(Point localization data)
╔══

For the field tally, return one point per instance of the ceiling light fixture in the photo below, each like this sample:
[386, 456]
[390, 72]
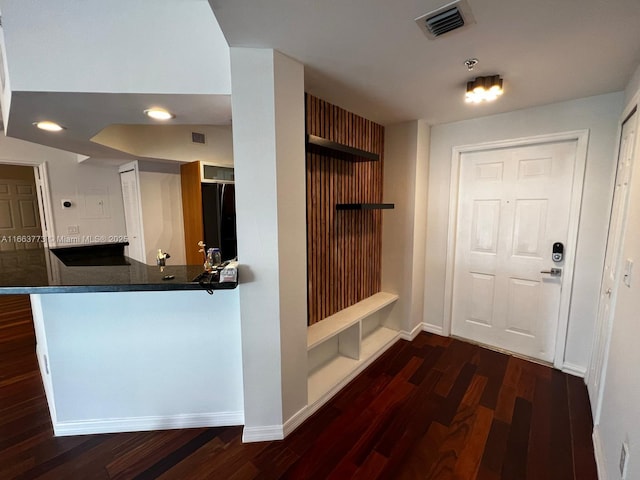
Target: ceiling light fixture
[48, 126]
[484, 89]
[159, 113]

╚══
╔══

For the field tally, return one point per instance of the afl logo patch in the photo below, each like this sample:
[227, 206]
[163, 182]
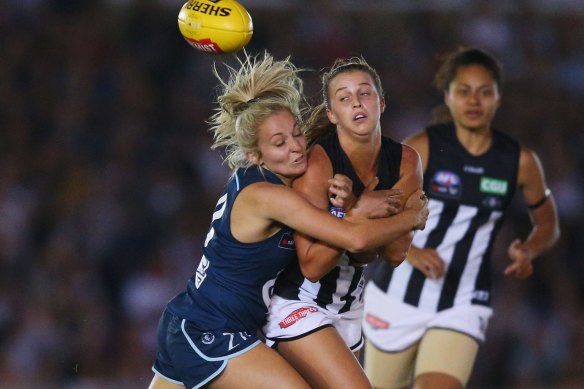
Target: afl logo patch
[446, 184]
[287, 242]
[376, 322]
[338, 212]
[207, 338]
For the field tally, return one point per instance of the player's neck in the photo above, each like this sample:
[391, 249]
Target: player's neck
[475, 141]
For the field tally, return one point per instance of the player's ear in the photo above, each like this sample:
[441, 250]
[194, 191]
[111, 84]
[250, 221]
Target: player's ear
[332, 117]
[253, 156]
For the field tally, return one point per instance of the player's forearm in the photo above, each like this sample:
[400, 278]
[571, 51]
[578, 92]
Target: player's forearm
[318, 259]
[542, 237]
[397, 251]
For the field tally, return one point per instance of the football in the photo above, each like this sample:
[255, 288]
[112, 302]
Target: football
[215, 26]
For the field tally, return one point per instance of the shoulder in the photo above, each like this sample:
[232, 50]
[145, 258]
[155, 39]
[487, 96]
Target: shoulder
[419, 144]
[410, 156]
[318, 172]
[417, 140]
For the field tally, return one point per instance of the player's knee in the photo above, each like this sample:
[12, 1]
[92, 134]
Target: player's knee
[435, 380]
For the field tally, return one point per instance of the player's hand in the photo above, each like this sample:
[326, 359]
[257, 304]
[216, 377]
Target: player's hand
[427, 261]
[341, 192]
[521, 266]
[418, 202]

╚══

YOUR OBJECTIVE: The answer must be every line of the records above that holds the word "below".

WRITTEN SOLUTION:
For the field tally, return one point per instance of the ceiling light fixture in the photo below, each like this sample:
For the field tally, return one point per instance of the afl logo patch in the photo below, each like this sample:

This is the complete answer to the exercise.